### What is being asked
In your copy, include every line of the listing below exactly but none of the pictures.

### Recorded data
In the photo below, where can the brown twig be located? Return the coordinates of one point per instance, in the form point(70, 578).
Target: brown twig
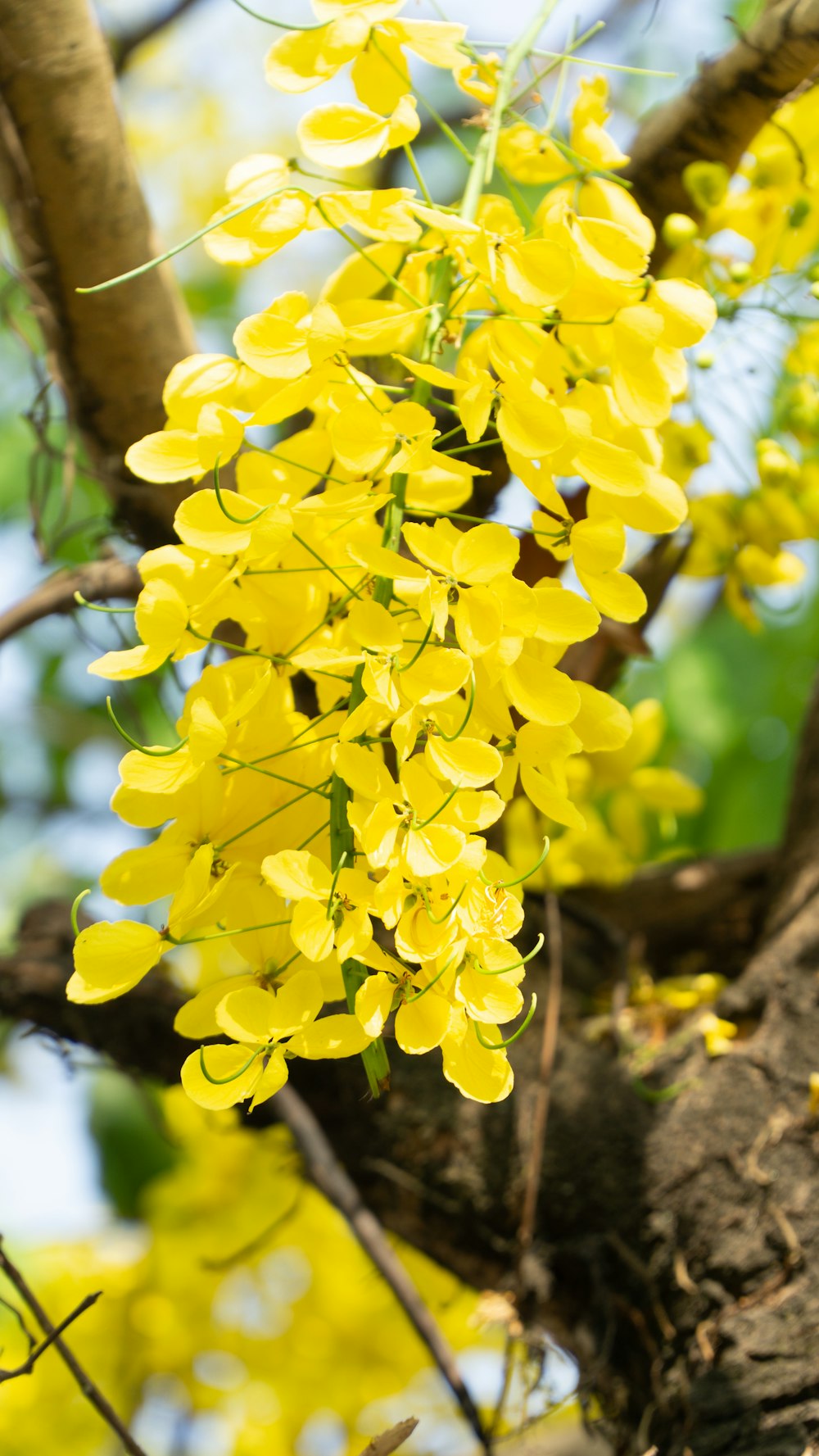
point(88, 1386)
point(97, 581)
point(547, 1050)
point(331, 1178)
point(39, 1349)
point(723, 108)
point(124, 45)
point(389, 1442)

### Response
In the photo below, where can the brown twig be located? Return the coordinates of one point per instance, in the form point(70, 578).
Target: brown twig
point(88, 1386)
point(97, 581)
point(547, 1050)
point(331, 1178)
point(39, 1349)
point(723, 108)
point(124, 45)
point(389, 1442)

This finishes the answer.